— START INPUT —
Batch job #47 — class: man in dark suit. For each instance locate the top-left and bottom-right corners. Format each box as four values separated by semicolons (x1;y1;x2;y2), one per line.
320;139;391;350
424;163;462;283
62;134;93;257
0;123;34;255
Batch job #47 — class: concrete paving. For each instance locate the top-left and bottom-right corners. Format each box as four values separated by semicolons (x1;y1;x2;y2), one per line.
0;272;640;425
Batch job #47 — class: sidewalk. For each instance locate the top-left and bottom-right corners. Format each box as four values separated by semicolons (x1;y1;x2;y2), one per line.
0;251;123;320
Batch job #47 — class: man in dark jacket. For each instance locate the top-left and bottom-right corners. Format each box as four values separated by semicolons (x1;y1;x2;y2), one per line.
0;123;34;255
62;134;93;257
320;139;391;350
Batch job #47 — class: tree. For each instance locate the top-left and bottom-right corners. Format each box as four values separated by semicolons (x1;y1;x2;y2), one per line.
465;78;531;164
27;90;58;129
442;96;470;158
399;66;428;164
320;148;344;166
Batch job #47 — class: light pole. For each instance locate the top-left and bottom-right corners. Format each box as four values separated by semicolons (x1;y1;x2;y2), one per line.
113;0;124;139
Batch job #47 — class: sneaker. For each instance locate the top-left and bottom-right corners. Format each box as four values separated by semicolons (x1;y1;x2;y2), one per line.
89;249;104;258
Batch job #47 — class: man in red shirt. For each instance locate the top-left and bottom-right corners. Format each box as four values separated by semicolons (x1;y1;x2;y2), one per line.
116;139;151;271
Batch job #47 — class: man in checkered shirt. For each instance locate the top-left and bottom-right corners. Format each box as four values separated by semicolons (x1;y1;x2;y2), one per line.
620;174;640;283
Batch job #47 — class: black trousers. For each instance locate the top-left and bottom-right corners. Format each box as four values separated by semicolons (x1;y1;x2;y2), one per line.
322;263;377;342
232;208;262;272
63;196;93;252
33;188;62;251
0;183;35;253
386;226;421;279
— END INPUT —
— START INPUT —
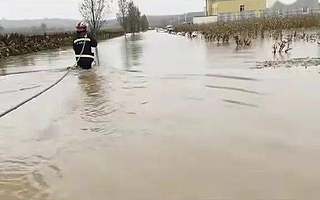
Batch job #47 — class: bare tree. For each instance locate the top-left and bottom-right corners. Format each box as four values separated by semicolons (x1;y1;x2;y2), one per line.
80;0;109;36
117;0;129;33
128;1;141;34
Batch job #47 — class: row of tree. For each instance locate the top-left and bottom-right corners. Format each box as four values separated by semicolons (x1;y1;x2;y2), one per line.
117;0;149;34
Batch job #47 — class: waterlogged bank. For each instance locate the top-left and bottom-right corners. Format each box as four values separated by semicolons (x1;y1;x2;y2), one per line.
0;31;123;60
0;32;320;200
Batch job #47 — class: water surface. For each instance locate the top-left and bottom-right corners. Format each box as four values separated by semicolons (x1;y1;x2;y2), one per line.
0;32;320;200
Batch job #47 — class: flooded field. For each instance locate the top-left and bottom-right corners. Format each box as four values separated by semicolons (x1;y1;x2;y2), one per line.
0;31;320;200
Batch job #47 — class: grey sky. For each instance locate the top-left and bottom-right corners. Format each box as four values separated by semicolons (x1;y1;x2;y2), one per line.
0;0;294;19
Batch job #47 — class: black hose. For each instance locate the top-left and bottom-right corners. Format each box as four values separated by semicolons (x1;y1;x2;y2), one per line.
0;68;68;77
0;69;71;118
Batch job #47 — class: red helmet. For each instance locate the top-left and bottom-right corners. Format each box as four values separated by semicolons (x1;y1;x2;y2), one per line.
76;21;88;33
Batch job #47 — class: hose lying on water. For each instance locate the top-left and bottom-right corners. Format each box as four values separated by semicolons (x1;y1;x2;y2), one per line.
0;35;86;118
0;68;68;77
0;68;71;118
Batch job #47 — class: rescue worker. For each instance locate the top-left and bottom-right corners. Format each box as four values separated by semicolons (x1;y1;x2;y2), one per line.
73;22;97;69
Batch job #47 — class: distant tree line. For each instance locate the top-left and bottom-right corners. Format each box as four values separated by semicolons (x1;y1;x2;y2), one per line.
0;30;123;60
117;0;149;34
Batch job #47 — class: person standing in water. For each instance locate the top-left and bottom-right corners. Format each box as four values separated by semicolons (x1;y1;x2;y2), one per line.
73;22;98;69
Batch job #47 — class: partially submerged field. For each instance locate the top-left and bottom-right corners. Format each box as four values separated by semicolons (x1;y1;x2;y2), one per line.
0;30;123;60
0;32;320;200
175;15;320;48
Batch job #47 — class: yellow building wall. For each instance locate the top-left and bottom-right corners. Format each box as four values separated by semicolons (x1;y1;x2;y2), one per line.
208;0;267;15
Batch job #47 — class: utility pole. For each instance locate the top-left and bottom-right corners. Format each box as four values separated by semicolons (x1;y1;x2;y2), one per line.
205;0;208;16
— END INPUT —
WHAT YOU HAVE TO DO:
Please extract every line of the entries above that contains the word "dark". Treat uppercase and lowercase as different.

SOLVED EXERCISE:
Batch job #47 — class: man in dark suit. For each instance locate the top-left and bottom-right corners. Format each box as four values separated by semicolons (x1;y1;x2;y2), one per line.
Batch job #47 — class: man in dark jacket. For each instance locate the top-left and bottom-right corners. Format each box as four values separated by semicolons (x1;y1;x2;y2), one per line.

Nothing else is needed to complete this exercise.